### 文档节选
<<<<
曹雅學:你看莫言
編者按:最近,毛星火起訴莫言一事在國內鬧得沸沸揚揚。且不提毛星火的鬧劇。如何看待諾貝爾獎得主莫言的小說呢?《波士頓書評》在發表美國漢學家林培瑞教授的兩篇文章《這位作家配得諾貝爾文學獎嗎》《為什麼我們要批評莫言》之後,今天推出這個專題的第三篇。本文原文為英文Mo Yan, According to You(part 1、part 2),作者曹雅學翻譯成中文並授權《波士頓書評》發表。
曹雅學在這篇評論中說:
但与此同时, 党对学者和作家怎么写它的历史、特别是写多深、多广却是极端敏感的,非常害怕人们从根本质疑它的合法与合理性。从土改、到反右、到文革、到几代人的痛苦经历与遭受的摧残,作协里写这些主题的作家多得是。当O’Kane和Lovell说莫言的作品没有歌颂共产党的时候,他们仍然用六点钟宵禁的尺度判断这个少年的大胆程度,而事实上,宵禁的时间早已放宽到了半夜。如果用六点钟宵禁的尺度去衡量,当下差不多每个中国作家都是批判作家。
>>>>
### 书面指令
你能从最后一句之后接着续写这篇评论莫言的文章吗? 以下记录与这篇评论莫言的文章无关。

### 数据列表
<<<<
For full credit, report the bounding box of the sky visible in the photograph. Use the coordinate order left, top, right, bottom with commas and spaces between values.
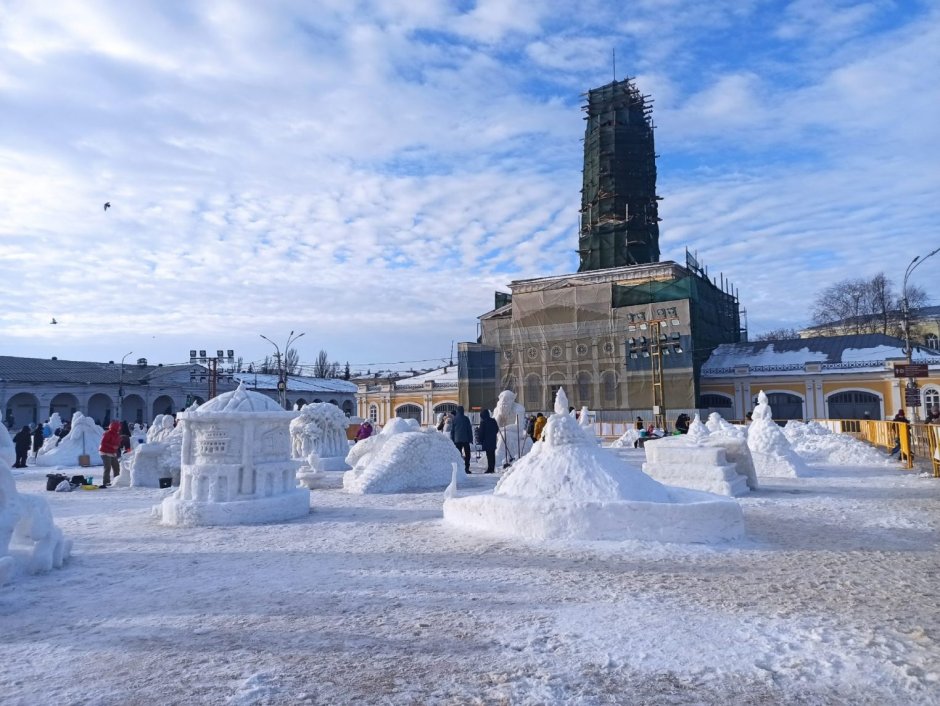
0, 0, 940, 370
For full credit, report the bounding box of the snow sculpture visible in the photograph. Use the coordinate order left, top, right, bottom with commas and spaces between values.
493, 390, 532, 468
154, 384, 310, 526
444, 390, 744, 542
783, 419, 896, 466
0, 424, 72, 585
290, 402, 349, 488
705, 412, 747, 439
36, 412, 104, 466
747, 390, 807, 478
343, 420, 463, 494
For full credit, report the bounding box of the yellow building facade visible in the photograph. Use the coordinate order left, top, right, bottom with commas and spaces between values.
701, 334, 940, 419
356, 366, 458, 426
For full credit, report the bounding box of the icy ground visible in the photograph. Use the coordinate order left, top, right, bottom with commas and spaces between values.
0, 449, 940, 706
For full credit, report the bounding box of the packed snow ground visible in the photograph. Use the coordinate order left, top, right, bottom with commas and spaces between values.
0, 450, 940, 706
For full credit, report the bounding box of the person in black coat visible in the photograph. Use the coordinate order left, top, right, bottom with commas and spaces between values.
450, 407, 473, 473
477, 409, 499, 473
33, 424, 46, 458
13, 426, 33, 468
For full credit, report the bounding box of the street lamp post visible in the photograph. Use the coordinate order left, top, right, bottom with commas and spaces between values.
901, 248, 940, 421
259, 331, 304, 409
118, 351, 134, 421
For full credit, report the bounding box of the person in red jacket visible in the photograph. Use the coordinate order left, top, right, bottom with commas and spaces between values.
98, 420, 121, 488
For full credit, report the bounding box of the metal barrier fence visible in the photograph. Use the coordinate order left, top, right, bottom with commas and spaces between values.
814, 419, 940, 478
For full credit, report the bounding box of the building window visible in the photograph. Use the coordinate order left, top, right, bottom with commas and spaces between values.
603, 370, 617, 402
578, 373, 591, 407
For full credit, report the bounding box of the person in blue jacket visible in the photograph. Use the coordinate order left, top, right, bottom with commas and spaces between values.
450, 407, 473, 473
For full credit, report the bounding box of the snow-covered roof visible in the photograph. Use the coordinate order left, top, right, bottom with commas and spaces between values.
702, 333, 940, 377
395, 365, 457, 387
232, 373, 356, 395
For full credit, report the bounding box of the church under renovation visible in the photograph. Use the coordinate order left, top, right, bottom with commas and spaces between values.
459, 79, 746, 422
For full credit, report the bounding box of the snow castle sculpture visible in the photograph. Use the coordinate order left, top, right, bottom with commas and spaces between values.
154, 385, 310, 526
747, 390, 807, 478
493, 390, 532, 469
444, 390, 744, 542
0, 424, 72, 586
36, 412, 104, 466
290, 402, 349, 488
643, 414, 757, 495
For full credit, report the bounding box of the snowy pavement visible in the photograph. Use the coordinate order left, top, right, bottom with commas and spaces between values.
0, 449, 940, 706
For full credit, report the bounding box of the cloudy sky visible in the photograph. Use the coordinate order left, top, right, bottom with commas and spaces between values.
0, 0, 940, 369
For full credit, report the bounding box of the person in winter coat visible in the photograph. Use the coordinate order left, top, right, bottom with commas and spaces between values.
356, 419, 372, 444
450, 407, 474, 474
13, 426, 33, 468
33, 424, 46, 458
98, 419, 121, 488
477, 409, 499, 473
532, 412, 548, 441
888, 409, 911, 461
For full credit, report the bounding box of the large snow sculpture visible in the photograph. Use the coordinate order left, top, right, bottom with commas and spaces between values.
444, 390, 744, 542
154, 385, 310, 526
747, 390, 807, 478
343, 420, 463, 494
0, 424, 72, 585
493, 390, 532, 468
290, 402, 349, 488
643, 414, 757, 495
36, 412, 104, 466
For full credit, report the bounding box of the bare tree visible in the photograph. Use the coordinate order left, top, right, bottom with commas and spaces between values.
812, 272, 927, 336
754, 328, 800, 341
313, 350, 333, 378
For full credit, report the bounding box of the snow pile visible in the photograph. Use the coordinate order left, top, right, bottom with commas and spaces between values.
705, 412, 747, 439
158, 384, 310, 527
36, 412, 104, 466
444, 390, 744, 542
114, 416, 184, 488
290, 402, 349, 488
0, 424, 72, 585
611, 429, 640, 449
783, 419, 894, 466
493, 390, 532, 468
343, 425, 463, 494
686, 412, 711, 441
747, 390, 807, 478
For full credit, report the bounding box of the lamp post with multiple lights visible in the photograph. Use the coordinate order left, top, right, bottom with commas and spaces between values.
258, 331, 304, 409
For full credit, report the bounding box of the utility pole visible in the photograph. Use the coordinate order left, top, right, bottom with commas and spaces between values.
901, 248, 940, 422
258, 331, 305, 409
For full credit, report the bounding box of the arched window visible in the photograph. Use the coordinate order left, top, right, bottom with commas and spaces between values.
828, 390, 881, 419
699, 394, 734, 409
601, 370, 617, 402
395, 404, 421, 424
578, 372, 591, 407
524, 375, 542, 412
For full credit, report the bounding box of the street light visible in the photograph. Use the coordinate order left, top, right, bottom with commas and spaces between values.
901, 248, 940, 420
118, 351, 134, 421
258, 331, 305, 409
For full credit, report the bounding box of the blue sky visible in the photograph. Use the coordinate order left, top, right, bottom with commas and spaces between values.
0, 0, 940, 369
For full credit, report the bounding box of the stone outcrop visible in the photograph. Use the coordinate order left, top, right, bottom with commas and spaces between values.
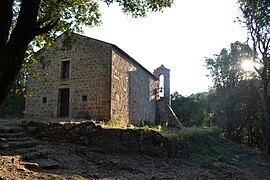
23, 121, 186, 157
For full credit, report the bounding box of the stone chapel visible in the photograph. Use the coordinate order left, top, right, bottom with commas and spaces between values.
25, 34, 180, 124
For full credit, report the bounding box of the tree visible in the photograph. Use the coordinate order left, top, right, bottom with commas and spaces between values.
238, 0, 270, 157
171, 92, 205, 127
205, 42, 264, 147
0, 0, 173, 107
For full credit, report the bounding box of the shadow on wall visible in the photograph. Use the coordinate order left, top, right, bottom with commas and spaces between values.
128, 71, 157, 125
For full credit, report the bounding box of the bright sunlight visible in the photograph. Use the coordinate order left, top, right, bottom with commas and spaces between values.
241, 60, 254, 71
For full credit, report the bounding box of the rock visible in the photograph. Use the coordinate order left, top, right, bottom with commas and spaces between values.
0, 143, 9, 149
0, 138, 7, 143
22, 162, 39, 170
40, 162, 60, 170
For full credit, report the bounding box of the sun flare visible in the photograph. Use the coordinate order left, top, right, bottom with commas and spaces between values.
241, 60, 254, 71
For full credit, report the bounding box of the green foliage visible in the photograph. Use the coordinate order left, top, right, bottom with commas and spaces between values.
171, 92, 206, 127
238, 0, 270, 157
0, 0, 173, 107
205, 42, 264, 147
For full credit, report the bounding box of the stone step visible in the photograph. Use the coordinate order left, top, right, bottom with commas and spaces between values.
8, 141, 38, 149
0, 132, 26, 139
5, 136, 34, 141
0, 142, 9, 149
0, 127, 23, 133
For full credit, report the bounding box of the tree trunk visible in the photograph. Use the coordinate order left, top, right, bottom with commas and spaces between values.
262, 77, 270, 157
0, 0, 40, 108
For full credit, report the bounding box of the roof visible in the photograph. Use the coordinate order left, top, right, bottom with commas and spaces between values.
78, 34, 158, 80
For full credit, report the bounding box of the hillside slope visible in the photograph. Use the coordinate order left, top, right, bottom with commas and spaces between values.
0, 122, 270, 179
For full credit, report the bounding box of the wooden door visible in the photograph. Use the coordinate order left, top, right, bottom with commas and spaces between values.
59, 89, 69, 117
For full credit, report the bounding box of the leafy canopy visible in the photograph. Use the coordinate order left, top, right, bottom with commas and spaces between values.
0, 0, 173, 107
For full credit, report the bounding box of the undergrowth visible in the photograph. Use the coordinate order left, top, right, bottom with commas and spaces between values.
162, 127, 255, 174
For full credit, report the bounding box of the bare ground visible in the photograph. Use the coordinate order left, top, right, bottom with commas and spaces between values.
0, 121, 270, 180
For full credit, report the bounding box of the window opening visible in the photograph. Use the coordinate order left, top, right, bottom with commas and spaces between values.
82, 95, 87, 101
61, 61, 70, 80
42, 97, 47, 103
158, 74, 164, 97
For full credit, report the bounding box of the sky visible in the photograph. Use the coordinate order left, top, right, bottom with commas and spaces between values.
85, 0, 247, 96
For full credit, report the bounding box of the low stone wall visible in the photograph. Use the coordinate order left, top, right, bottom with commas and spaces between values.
22, 121, 186, 157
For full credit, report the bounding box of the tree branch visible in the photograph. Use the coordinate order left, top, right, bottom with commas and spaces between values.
34, 18, 60, 36
0, 0, 14, 54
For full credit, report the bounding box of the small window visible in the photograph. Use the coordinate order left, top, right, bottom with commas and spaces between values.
61, 61, 70, 80
42, 97, 47, 104
82, 95, 87, 101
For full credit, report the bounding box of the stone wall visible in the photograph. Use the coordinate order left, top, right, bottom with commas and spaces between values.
26, 35, 111, 119
22, 121, 186, 157
111, 49, 158, 124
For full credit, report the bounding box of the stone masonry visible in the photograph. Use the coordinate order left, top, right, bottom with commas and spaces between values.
25, 34, 181, 124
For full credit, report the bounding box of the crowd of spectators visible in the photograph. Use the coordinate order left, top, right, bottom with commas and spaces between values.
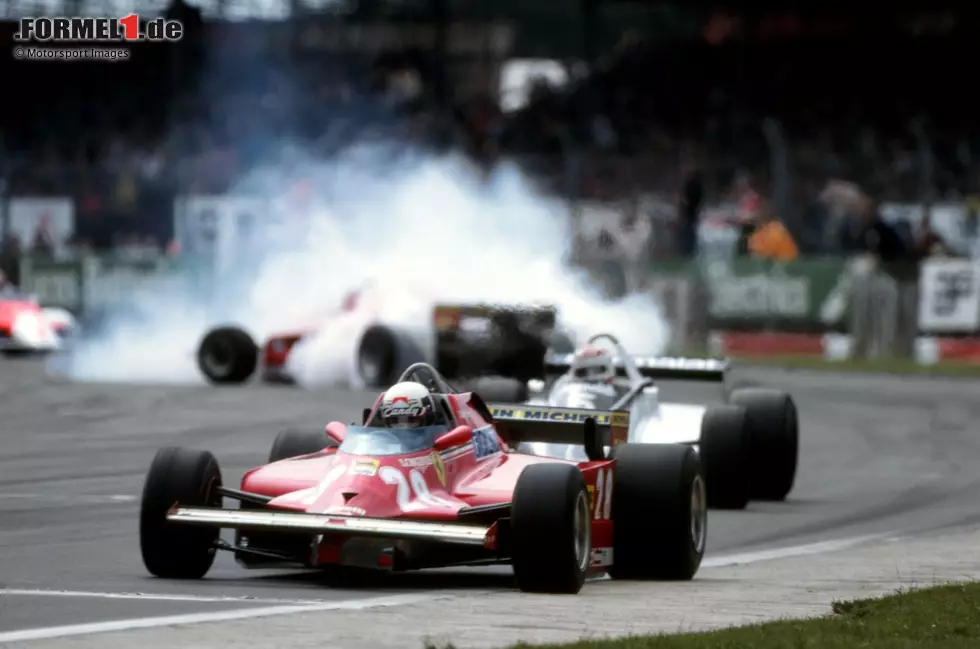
>>>>
### 回复
曹雅學:你看莫言
Part One
反对莫言获得诺贝尔文学奖的呼声在10月11日宣布获奖前就开始了。那时有传闻说,莫言是今年的热门人选。坦白说,除了少数对中国当代文学比较了解的人外,对莫言的反对声的确不是基于他的作品,而是近两年发生的几件事情。这几件事塑造了人们对莫言这个作家和这个人的看法:一是2009年在法兰克福书展上抵制异议作家;二是同一年底刘晓波被判重刑后拒绝做任何表示; 再就是今年春天抄写毛泽东《延安文艺座谈会上的讲话》。(重庆打油诗是得奖后才被人挖出来的,并不是人们最初反对的原因之一,所以我不作讨论)。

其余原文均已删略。